## Work to complete
[A] According to the pokeweed article, from what word does the name "poke" come?
[B] Resume the pokeweed article after its final sentence, carrying it forward in the same manner.

## Provided passage

>> START

Plant of the Week: Pokeweed (Pokeberry)
The University of Arkansas System Division of Agriculture does not promote, support or recommend plants featured in "Plant of the Week." Please consult your local Extension office for plants suitable for your region.
Plant of the Week
Latin: Phytolacca americana
In April 2000, a rural tradition slipped quietly into the past with few noticing and still fewer caring. Allen Canning Company of Siloam Springs canned its last batch of poke sallet greens. From now on you will have to gather your own if the craving for poke greens overtakes you as the brown beans simmer in the pot.
What is pokeweed?
Pokeberry or pokeweed, Phytolacca americana, is a ubiquitous weed from Maine to Miami to Mexico, so not surprising our forefathers found a use for it, in fact several uses. It is a stout herbaceous perennial that, in good soil, can form a thigh-size taproot. The taproot is poisonous and there are reports of careless gardeners mistaking poke roots for horseradish roots with dire consequences. Native Americans used poke roots as a laxative and an emetic.
From the crown of the plant emerge leafy, asparagus-like shoots that are edible during the first days of spring. If these smooth, purple-tinged shoots are allowed to grow they can reach six to 10-feet tall with a comparable spread.
By midsummer, plants begin producing six-inch long racemes of greenish white apetalous flowers. The flowers give rise to juicy, pea-size berries that transition from green to pink to dark purple. Flowering continues until frost with plants having flowers and berries at the same time. The berries are a favorite food for berry-eating songbirds.
Where does the name come from?
Poke gets its name from an Indian word "pokan" which means any plant used to produce a red or yellow dye. It even has a political connection. Leaves of pokeberry were worn on the lapels of supporters of the first dark-horse candidate for president, James Polk who served from 1845 to 1849 and for whom Polk County is named.

>> END

## Data block
>> START

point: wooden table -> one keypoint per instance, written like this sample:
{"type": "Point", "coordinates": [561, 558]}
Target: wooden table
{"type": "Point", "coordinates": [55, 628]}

>> END

## Responses to the exercise
[A] It comes from the Indian word "pokan," which means any plant used to produce a red or yellow dye.

[B]
Arkansas' history with pokeweed is lengthy.
Pokeweed enjoyed a good reputation across the south as a spring green because it was one of the first edible herbs to appear, giving a much-needed break from the beans, cornbread and salt pork diet of winter. As Arkansas hill folk gave up the land during the Depression and moved away, they took with them the taste for pokeweed.
Arkansas processors have canned poke commercially since at least the middle years of the last century. It has always been wild-harvested even though Dr. John Bowers, a former colleague in the horticulture department, made efforts in the 1950’s to turn pokeweed into a legitimate vegetable. As late as 1990 at least two processing plants continued the tradition, Bush Brothers of Tennessee and Allen of Siloam Springs.
Surprisingly, one of the best markets for canned poke sallet was California. Delbert Allen speculated in a 1989 article that the California market is an echo from past Dust Bowl and Depression era emigrants attempting to reconnect with their roots. But, times change. People get old and die.
John Williams, the canning supervisor at Allen Canning, says "The decision to stop processing poke was primarily because of the difficulty of finding people interested in picking poke and bring it to our buying locations." Also, poke processing was never a significant item in their multimillion-dollar enterprise, so it just became more bother than it was worth.
How do you eat pokeweed?
Poke is primarily eaten in the same way as other spring greens, but some peel and fry the stalks much as done with okra pods. A good poke green recipe calls for a large batch of green leaves to be parboiled for three minutes then drained, parboiled a second time and then drained again and cooked until tender. Fry three strips of bacon, a chopped green onion and then add the drained greens. Get this hot and then add four eggs for scrambling.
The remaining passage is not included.